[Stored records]
━━━━━━━━━━━━━━━━━━━━
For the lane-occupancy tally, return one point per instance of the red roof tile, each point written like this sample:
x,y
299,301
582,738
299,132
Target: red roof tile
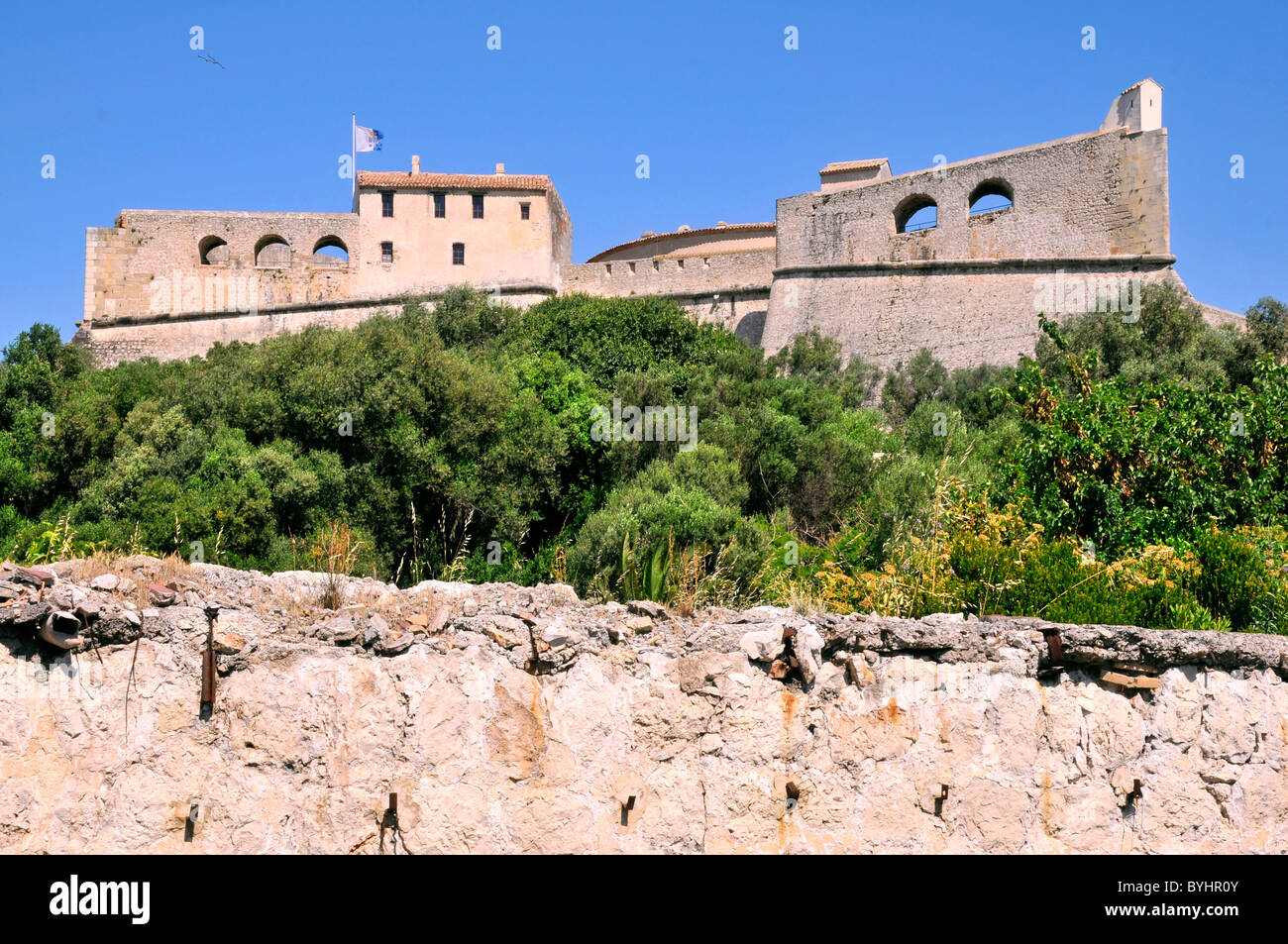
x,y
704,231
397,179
━━━━━━━━━━━━━━━━━━━━
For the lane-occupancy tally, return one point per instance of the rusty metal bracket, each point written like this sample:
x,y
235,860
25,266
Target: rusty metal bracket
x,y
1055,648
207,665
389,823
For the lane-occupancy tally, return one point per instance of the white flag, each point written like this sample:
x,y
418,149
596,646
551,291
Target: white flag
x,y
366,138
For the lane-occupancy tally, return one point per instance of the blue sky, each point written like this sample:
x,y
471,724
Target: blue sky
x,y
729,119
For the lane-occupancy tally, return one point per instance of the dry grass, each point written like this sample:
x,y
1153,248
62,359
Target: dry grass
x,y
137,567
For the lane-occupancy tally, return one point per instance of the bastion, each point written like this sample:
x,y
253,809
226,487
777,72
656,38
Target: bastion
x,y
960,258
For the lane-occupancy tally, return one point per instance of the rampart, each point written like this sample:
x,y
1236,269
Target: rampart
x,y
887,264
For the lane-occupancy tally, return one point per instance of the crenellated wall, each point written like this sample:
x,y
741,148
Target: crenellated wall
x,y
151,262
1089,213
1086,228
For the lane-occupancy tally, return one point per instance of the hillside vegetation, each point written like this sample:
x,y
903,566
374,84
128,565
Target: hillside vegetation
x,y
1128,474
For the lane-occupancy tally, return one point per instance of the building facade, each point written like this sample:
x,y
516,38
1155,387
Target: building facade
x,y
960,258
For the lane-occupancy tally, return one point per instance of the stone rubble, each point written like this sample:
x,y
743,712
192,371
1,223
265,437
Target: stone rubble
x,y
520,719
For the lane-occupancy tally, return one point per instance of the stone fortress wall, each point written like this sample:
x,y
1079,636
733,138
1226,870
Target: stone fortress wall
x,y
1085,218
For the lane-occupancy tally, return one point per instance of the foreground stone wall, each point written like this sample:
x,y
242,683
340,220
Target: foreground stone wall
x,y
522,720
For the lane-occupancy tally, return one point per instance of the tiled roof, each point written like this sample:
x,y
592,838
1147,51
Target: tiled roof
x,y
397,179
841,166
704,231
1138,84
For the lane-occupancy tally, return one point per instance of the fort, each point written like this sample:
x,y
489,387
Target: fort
━━━━━━━━━━━━━━━━━━━━
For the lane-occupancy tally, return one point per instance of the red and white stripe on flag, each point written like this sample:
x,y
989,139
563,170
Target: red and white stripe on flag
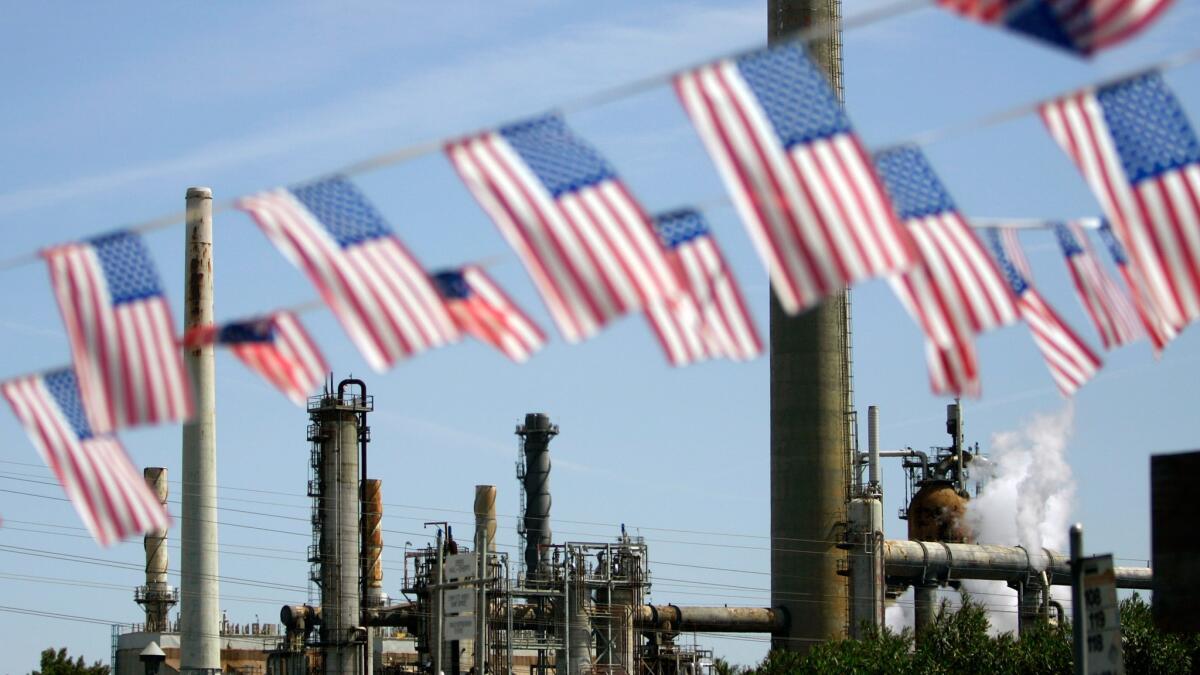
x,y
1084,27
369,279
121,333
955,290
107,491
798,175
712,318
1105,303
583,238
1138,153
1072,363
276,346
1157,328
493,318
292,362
━━━━━━━━━━━━━━━━━━━━
__Exercise instructions__
Copy out the material from the line containing "of the hillside" up to and including the line containing "Target: fort", reproducing each line without any change.

__Written response__
For the lane-occupancy tally, return one point per instance of the hillside vegetation, each point written like this sample:
x,y
903,566
374,84
128,565
Target: hillside vegetation
x,y
1128,474
For the lane-occupancy tally, return one point per instance of the building facade, each point written like this sample:
x,y
516,38
1155,387
Target: building facade
x,y
960,258
For the lane-occupancy tally, return one point per instance of the stone rubble, each point written like this sample:
x,y
743,712
192,371
1,223
265,437
Target: stone rubble
x,y
520,719
For the lane-occupancy tally, return one point per instance of the stone fortress wall, each point written like this sample:
x,y
1079,636
733,138
1226,870
Target: stone fortress wall
x,y
1085,218
For the lane-occupancy tally, return one point per instance of the foreground stone wall, each point written like this sample:
x,y
242,683
340,220
Target: foreground stone wall
x,y
522,720
For the lane-occupancy tally, return one point per instance of the tiled roof, each point written like this sample:
x,y
592,838
1147,51
Target: tiled roof
x,y
397,179
841,166
704,231
1138,84
For the lane-occupancy tally, return one point per instance of the fort, each point written like this sample:
x,y
489,387
Target: fort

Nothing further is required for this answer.